Records from a data collection:
--------

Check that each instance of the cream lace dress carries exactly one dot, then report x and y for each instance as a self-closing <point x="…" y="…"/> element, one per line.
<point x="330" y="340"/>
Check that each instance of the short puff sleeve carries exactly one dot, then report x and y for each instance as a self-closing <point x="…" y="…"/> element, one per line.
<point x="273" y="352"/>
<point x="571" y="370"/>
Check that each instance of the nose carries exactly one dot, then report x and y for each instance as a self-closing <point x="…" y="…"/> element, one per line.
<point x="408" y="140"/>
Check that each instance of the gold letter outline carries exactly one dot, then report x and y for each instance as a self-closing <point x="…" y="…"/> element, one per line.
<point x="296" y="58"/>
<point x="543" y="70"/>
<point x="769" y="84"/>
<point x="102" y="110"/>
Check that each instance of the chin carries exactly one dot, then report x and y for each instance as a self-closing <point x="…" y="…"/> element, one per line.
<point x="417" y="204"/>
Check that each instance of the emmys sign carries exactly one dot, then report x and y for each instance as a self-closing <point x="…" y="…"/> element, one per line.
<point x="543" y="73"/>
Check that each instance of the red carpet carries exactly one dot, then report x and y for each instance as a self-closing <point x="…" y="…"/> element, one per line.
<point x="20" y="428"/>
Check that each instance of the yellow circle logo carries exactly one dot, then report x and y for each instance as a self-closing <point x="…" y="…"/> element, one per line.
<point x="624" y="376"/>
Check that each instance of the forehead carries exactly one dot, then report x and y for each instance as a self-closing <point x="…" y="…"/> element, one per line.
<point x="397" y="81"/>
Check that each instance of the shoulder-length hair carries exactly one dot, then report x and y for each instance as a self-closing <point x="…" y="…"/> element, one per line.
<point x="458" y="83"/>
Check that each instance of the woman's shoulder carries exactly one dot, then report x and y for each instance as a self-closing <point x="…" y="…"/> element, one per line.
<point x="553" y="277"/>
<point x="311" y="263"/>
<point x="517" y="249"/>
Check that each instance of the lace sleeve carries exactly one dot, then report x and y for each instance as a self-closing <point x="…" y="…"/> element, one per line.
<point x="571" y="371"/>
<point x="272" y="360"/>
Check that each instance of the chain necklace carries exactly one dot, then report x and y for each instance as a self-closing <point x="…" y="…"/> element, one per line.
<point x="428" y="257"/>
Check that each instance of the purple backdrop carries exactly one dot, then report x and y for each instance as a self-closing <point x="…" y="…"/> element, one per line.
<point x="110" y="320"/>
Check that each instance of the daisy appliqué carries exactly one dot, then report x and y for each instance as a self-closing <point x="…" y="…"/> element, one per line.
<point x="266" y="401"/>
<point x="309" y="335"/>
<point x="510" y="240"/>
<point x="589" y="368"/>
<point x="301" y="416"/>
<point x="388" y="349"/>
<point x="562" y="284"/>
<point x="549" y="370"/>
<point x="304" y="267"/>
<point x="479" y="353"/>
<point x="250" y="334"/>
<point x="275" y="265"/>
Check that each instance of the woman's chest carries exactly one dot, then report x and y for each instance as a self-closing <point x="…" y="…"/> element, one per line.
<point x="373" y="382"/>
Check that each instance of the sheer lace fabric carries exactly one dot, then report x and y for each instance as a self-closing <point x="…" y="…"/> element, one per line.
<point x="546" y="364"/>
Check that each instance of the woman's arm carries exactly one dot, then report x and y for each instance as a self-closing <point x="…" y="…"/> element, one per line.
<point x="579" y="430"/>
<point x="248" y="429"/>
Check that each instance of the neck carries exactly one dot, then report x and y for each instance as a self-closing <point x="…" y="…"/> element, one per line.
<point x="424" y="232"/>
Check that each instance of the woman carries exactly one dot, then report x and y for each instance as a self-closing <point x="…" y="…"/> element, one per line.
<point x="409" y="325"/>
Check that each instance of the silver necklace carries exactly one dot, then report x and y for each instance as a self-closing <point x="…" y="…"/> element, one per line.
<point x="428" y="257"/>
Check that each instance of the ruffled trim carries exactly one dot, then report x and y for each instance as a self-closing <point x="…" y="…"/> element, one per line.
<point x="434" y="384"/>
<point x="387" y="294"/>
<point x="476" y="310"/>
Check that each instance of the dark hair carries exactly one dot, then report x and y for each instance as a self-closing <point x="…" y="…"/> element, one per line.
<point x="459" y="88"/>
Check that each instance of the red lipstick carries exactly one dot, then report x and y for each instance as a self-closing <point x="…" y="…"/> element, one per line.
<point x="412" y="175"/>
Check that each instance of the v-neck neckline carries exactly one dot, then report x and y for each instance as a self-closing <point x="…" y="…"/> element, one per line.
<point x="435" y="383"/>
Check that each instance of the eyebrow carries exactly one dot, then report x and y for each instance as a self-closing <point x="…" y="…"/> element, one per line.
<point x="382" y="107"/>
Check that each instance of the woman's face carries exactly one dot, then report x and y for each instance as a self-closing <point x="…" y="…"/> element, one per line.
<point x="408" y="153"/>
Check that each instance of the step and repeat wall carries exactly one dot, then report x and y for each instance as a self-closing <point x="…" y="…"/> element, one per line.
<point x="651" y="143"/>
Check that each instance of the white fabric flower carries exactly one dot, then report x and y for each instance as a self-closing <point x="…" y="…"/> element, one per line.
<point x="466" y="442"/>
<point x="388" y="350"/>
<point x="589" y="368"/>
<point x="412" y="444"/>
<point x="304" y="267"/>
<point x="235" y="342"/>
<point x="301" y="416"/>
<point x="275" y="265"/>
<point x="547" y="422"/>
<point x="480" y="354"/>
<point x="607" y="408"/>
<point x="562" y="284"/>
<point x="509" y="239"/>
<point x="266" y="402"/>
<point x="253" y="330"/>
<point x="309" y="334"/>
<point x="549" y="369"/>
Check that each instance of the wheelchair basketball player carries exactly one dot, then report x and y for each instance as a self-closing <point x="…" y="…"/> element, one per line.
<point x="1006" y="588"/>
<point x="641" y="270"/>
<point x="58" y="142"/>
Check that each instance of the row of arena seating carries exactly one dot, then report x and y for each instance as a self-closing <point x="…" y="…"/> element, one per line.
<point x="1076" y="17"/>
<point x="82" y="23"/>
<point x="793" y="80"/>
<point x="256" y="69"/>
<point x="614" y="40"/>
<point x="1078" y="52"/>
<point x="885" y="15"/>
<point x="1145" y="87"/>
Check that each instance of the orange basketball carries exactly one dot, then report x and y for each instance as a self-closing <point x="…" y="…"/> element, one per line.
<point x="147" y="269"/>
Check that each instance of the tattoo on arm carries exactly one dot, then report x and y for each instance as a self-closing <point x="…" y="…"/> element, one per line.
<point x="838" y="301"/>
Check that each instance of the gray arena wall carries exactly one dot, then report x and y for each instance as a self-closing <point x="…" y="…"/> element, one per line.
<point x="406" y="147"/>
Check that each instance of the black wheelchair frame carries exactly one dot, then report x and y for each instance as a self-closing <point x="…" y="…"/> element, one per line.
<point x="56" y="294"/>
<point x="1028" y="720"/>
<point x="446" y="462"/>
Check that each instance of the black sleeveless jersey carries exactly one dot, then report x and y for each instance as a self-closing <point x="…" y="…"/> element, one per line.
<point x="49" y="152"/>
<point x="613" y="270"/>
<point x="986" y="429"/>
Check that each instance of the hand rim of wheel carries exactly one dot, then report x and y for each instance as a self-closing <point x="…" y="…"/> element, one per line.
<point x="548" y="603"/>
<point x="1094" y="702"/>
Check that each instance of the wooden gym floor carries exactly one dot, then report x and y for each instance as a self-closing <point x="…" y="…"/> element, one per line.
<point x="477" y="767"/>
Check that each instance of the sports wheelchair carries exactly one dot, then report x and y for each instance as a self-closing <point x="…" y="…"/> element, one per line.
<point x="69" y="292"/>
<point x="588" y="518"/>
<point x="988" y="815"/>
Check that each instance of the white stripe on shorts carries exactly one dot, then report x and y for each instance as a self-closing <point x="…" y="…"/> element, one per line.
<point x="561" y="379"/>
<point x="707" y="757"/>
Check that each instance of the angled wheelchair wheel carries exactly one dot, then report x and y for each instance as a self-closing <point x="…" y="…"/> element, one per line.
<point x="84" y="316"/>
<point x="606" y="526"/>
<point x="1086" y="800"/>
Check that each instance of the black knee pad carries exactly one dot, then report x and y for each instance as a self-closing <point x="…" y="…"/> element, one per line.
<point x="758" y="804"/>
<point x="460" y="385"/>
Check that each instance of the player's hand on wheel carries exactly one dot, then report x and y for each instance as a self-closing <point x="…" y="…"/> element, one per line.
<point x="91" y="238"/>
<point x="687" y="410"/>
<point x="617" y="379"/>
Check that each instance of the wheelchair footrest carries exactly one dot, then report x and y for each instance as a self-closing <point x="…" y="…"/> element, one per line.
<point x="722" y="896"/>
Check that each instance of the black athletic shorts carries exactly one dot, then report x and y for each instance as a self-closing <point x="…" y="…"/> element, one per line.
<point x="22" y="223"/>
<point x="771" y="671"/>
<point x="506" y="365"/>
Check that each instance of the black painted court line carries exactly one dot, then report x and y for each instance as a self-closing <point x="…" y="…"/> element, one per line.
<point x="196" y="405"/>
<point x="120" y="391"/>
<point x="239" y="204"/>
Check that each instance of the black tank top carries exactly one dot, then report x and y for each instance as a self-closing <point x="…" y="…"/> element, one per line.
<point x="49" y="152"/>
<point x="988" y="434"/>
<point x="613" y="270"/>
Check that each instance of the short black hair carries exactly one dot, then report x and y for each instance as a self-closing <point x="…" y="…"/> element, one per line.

--------

Aim of the task: Print the line containing "Check that each instance of the black athletic" and every line after it to the end of the records above, exactly as written, and nothing else.

Task response:
Check that each instance of the black athletic shorts carries exactly one dot, then report x and y for each instance as a self-closing <point x="…" y="…"/> element, one per line.
<point x="22" y="223"/>
<point x="771" y="671"/>
<point x="506" y="365"/>
Check that each instance of the black painted court line carries exactly one dot, then report x and y for each instance as a self-closing <point x="…" y="…"/> element, one per line.
<point x="196" y="405"/>
<point x="120" y="391"/>
<point x="239" y="204"/>
Check that each instance of the black tank top carries exactly one dot, then report x and y for each instance as a self-closing <point x="…" y="…"/> element, one per line.
<point x="49" y="152"/>
<point x="988" y="434"/>
<point x="613" y="270"/>
Check that each instance of the short black hair carries exactly one dot, then report x and y for each instance as a self-closing <point x="…" y="…"/> element, one per line.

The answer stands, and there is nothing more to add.